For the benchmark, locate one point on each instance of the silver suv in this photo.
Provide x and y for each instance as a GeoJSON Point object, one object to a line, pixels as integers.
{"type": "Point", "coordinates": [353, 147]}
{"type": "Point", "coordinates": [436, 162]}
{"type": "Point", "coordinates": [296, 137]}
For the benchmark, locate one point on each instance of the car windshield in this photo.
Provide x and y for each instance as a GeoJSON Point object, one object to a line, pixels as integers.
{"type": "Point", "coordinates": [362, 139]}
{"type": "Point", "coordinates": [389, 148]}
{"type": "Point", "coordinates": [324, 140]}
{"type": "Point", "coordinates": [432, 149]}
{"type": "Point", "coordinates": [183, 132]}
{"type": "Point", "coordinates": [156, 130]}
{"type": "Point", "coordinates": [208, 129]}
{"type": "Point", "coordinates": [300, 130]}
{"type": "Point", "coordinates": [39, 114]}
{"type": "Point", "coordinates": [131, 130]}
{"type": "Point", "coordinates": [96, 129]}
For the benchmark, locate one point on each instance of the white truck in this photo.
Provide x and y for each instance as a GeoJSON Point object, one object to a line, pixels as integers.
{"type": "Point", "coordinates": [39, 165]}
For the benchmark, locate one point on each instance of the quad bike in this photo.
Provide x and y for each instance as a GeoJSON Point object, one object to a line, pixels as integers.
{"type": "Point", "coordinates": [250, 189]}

^^^^^^^^^^^^^^^^

Problem to work on >>
Convert everything from the line containing "windshield in this photo." down to the last line of the items into a JSON list of strings, with one string per line and any blank lines left out.

Right answer >>
[
  "For the benchmark, locate one point on each instance of the car windshield in this photo.",
  "Provide x and y for each instance as a GeoJSON Point object, one object to a line, pixels as integers.",
  "{\"type\": \"Point\", \"coordinates\": [362, 139]}",
  "{\"type\": \"Point\", \"coordinates\": [389, 148]}",
  "{\"type\": \"Point\", \"coordinates\": [324, 140]}",
  "{\"type\": \"Point\", \"coordinates\": [432, 149]}",
  "{\"type\": \"Point\", \"coordinates\": [183, 132]}",
  "{\"type\": \"Point\", \"coordinates\": [156, 130]}",
  "{\"type\": \"Point\", \"coordinates\": [208, 129]}",
  "{\"type\": \"Point\", \"coordinates\": [300, 130]}",
  "{\"type\": \"Point\", \"coordinates\": [39, 114]}",
  "{\"type\": \"Point\", \"coordinates\": [131, 130]}",
  "{\"type\": \"Point\", \"coordinates\": [96, 129]}",
  "For the benchmark, locate one point on each instance of the white truck in this photo.",
  "Provide x and y for each instance as a GeoJSON Point object, one object to a line, pixels as integers.",
  "{\"type\": \"Point\", \"coordinates\": [39, 165]}",
  "For the benchmark, locate one point on each instance of the quad bike in this photo.",
  "Provide x and y for each instance as a GeoJSON Point object, one object to a line, pixels as integers.",
  "{\"type\": \"Point\", \"coordinates\": [250, 189]}"
]